_QUESTIONS:_
• 1. According to the hummingbird article, what university did the new research on male hummingbirds' bills come from?
• 2. From the hummingbird article, reproduce the passage starting with "A growing population" and going on through "best feeding spots.".

_TEXT SHOWN:_

Content starts

Hummingbirds' bills and tongues have been exquisitely honed by evolution to feed on the nectar inside tropical South America's slender flowers.
But new research from the University of California, Berkeley, has spotted an adaptation emerging among some male hummingbirds.
A growing population appears to be evolving weaponised bills – beaks that are straighter and have teeth – making them less efficient feeders but more ferocious fighters.
Using high-speed video cameras, the scientists' have spotted male hummingbirds pulling at each other's feathers, pinching their skin, and wrestling rivals away from the best feeding spots.
For the first time, the researchers have captured hummingbirds' fencing and feeding strategies in slow motion, allowing them to assess the trade-offs between being optimised for fighting rather than feeding.
"We understand hummingbirds' lives as being all about drinking efficiently from flowers, but then suddenly we see these weird morphologies – stiff bills, hooks and serrations like teeth – that don't make any sense in terms of nectar collection efficiency," said Dr Alejandro Rico-Guevara, the lead scientist on the project from UC Berkeley.
"Looking at these bizarre bill tips, you would never expect that they're from a hummingbird or that they would be useful to squeeze the tongue," added Dr Rico-Guevara.
In some species of hummingbird, the females have curved bills which can easily slip inside the curved bells of flowers, but the males' beaks are straighter and better for poking – forcing them to feed on different flowers.
"It is all about feeding efficiency in flowers versus proficiency in fighting," Dr Rico-Guevara said.
The scientists acknowledged that hummingbirds have long been known as fierce fighters, with a reputation for attacking hawks, owls and other birds they perceive as a threat – but these fights happen so fast that scientists haven't been able to see the actual outcome.
"Because it happens so fast and they fly away, you can't track them," Dr Rico-Guevara said.
"But also, people haven't actually looked at the details of the beaks. We are making connections between how feisty they are, the beak morphology behind that and what that implies for their competitiveness."

Content ends

_SUPPLIED INFORMATION:_
Content starts

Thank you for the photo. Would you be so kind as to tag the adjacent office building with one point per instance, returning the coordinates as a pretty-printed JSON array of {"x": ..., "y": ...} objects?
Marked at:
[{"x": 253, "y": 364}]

Content ends

_ANSWERS IN ORDER:_
• 1. The University of California, Berkeley.

• 2.
A growing population appears to be evolving weaponised bills – beaks that are straighter and have teeth – making them less efficient feeders but more ferocious fighters.
Using high-speed video cameras, the scientists' have spotted male hummingbirds pulling at each other's feathers, pinching their skin, and wrestling rivals away from the best feeding spots.